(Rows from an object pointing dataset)
────
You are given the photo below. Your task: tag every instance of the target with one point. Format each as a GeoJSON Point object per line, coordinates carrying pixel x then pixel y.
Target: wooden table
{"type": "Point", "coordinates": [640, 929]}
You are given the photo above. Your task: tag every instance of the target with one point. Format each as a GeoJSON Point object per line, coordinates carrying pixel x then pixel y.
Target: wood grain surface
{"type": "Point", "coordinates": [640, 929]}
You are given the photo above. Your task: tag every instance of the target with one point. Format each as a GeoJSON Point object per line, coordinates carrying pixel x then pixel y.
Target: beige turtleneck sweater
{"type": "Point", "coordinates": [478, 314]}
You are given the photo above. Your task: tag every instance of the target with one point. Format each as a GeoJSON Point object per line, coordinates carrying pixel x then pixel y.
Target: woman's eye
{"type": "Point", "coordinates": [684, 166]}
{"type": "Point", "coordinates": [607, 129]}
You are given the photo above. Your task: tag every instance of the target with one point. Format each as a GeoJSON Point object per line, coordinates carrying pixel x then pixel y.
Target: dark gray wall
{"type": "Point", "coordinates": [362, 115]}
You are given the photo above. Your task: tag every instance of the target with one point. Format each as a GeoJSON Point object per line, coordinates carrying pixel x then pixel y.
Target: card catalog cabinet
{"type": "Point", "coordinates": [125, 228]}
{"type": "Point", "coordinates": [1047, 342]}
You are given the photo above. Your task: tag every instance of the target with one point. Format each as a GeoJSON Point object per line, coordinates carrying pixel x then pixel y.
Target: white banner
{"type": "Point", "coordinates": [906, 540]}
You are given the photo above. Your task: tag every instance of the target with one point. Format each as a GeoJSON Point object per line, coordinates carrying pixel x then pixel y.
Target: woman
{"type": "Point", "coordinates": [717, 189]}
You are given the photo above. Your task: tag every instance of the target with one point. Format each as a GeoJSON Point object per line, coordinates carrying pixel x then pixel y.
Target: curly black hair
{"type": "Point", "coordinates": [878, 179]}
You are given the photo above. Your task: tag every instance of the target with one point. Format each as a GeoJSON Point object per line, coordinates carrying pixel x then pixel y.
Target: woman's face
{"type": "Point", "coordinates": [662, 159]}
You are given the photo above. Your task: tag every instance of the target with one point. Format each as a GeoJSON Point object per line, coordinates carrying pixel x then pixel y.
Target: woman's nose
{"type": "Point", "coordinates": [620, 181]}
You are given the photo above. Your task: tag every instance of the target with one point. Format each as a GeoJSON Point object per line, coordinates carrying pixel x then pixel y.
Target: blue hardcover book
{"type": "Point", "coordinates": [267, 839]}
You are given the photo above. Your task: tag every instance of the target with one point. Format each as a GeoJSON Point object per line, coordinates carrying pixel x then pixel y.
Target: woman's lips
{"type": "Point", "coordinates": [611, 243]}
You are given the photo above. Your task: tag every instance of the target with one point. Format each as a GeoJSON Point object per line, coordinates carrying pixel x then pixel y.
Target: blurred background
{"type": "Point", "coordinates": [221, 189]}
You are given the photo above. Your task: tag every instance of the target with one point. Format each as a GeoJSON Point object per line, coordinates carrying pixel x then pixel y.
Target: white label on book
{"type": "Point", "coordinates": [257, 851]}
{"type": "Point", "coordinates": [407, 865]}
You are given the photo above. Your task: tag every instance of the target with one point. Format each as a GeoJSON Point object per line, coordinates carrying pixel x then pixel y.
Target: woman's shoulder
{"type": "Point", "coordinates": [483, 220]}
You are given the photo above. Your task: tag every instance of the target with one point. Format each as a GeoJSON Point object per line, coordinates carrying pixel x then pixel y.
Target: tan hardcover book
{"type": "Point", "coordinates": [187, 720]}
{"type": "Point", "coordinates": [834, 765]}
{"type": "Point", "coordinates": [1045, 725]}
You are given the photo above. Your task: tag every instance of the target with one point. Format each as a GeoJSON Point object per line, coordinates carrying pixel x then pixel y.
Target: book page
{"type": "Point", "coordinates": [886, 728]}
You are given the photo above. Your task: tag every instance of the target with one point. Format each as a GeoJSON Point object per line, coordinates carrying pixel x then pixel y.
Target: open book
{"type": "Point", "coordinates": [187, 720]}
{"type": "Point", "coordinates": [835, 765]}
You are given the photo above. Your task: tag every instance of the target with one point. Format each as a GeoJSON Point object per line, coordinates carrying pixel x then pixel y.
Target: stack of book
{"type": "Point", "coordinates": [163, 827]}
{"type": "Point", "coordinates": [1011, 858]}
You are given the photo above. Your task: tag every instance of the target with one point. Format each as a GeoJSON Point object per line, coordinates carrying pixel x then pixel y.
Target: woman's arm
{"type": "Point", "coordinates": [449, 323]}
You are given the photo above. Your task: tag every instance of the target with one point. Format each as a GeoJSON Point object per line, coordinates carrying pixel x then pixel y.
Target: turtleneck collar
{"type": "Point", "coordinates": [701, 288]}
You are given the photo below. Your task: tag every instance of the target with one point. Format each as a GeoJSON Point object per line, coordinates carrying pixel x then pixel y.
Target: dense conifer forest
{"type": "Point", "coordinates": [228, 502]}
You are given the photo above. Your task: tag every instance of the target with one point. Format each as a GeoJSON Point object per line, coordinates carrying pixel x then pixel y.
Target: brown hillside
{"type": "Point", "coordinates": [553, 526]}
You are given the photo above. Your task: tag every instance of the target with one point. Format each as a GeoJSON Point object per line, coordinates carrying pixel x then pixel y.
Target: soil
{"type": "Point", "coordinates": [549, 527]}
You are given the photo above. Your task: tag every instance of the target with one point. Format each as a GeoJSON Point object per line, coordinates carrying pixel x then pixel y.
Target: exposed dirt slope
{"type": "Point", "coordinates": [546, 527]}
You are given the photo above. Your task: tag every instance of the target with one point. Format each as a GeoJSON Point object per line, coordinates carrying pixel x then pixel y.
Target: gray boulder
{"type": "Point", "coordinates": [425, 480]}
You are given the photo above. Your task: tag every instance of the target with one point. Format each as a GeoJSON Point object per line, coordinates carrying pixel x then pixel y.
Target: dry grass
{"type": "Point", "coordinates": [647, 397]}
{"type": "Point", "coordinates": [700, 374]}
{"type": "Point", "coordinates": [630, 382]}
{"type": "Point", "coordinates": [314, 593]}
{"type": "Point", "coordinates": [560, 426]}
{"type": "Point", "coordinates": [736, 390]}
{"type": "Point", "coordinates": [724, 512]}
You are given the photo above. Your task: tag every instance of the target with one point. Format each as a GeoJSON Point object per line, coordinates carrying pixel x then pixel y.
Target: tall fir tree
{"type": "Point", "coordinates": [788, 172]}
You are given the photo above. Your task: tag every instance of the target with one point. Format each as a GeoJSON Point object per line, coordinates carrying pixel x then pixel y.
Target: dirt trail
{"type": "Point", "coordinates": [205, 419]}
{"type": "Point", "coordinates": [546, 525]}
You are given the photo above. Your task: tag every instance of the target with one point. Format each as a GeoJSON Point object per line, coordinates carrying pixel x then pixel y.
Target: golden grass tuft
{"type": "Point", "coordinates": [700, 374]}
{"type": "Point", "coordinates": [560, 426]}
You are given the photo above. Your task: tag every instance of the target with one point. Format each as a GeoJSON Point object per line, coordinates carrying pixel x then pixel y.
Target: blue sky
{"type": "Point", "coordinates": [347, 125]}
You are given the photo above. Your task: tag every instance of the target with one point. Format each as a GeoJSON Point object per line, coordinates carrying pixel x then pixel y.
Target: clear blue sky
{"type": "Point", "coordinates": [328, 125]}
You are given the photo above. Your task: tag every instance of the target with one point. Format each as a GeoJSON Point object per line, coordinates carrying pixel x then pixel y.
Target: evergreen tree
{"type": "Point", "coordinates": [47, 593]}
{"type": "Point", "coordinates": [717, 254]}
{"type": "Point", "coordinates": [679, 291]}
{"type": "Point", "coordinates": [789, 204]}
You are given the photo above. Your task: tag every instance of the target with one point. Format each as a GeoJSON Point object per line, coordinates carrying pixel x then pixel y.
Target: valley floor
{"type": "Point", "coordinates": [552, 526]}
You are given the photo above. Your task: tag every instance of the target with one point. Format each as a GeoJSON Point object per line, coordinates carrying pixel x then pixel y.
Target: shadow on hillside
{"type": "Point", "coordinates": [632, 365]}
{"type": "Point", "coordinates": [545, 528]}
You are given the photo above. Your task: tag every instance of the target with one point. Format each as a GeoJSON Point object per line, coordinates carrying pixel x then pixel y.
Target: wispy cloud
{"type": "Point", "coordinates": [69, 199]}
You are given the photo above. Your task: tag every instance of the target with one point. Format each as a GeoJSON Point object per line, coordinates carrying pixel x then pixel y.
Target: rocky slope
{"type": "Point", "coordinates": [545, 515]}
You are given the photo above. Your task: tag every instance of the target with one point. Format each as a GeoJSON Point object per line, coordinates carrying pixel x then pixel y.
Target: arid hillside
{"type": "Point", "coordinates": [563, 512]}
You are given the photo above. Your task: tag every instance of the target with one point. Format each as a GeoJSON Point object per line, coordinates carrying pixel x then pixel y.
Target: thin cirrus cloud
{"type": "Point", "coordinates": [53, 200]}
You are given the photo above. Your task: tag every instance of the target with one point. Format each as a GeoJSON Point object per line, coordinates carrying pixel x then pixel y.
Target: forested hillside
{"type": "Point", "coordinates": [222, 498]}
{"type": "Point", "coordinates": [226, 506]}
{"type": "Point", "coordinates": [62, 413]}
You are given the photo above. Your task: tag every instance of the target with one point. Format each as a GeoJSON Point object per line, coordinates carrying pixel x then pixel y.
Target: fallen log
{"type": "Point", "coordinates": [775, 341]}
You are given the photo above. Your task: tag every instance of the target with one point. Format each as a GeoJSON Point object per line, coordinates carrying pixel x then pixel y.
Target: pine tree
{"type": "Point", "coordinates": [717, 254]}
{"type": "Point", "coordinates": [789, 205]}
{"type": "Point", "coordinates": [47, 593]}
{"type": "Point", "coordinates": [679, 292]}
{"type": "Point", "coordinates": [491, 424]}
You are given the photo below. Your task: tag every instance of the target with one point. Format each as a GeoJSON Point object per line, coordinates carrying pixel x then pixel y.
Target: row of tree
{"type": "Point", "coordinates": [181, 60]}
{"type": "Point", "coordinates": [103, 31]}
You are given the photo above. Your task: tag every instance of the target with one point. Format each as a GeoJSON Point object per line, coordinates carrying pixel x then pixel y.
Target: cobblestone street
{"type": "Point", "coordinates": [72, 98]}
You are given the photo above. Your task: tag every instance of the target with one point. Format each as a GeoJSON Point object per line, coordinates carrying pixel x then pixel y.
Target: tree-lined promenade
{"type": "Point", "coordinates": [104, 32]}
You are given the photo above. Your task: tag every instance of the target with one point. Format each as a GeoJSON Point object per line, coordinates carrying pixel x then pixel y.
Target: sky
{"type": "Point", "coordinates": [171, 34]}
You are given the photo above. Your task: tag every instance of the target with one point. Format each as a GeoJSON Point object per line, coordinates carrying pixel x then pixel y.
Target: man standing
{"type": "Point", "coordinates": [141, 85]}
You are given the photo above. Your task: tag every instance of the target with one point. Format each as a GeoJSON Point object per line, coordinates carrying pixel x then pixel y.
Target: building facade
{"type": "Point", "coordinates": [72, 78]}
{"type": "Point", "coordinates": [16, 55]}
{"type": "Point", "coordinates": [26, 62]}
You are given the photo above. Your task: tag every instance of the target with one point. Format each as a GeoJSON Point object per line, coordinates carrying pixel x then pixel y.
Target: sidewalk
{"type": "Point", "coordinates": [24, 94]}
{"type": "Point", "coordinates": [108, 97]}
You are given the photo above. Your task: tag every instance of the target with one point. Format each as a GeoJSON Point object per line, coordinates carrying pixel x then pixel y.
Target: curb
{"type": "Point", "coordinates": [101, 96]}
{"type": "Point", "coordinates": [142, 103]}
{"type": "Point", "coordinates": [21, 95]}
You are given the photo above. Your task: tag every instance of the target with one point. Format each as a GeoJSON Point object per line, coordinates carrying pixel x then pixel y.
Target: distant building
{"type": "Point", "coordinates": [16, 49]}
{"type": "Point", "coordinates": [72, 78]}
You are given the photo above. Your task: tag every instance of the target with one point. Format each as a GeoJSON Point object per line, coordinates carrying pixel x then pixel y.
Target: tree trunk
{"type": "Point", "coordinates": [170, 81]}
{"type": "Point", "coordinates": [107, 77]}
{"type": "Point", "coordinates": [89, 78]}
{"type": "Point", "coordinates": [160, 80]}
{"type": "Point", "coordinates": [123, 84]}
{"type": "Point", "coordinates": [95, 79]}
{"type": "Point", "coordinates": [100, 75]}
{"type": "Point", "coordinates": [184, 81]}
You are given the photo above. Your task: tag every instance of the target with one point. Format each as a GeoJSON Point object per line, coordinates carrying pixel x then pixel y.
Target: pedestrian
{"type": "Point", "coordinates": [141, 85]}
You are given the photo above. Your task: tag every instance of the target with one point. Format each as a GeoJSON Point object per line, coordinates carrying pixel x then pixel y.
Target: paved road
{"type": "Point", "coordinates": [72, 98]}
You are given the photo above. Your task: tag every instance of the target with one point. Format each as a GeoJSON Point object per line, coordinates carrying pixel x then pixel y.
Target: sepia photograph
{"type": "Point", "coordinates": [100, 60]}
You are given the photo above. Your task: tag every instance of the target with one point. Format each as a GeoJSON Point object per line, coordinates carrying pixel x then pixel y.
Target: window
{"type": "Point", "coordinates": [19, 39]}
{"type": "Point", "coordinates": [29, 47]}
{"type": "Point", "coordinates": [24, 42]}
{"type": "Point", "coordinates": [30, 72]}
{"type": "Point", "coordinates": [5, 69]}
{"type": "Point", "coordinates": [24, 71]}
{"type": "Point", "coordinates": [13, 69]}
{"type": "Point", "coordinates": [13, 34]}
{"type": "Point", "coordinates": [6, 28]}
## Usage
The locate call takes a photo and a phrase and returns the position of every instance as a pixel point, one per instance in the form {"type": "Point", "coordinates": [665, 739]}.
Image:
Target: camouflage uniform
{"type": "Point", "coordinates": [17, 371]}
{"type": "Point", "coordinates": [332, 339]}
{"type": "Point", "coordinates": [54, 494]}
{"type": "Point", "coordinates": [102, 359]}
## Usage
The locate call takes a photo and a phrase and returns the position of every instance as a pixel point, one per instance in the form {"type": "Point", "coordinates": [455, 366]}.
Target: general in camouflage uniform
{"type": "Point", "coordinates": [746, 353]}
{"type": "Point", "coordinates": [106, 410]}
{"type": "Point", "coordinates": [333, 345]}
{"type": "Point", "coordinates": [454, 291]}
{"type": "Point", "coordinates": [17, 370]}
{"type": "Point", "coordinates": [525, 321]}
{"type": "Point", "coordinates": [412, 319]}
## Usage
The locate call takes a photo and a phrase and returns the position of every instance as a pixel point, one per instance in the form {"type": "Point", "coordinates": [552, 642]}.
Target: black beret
────
**REQUIREMENT**
Gather every line of the data above that contains the word "slope". Treat uppercase and lowercase letters as different.

**ANSWER TO THE TASK**
Target: exposed dirt slope
Target: rocky slope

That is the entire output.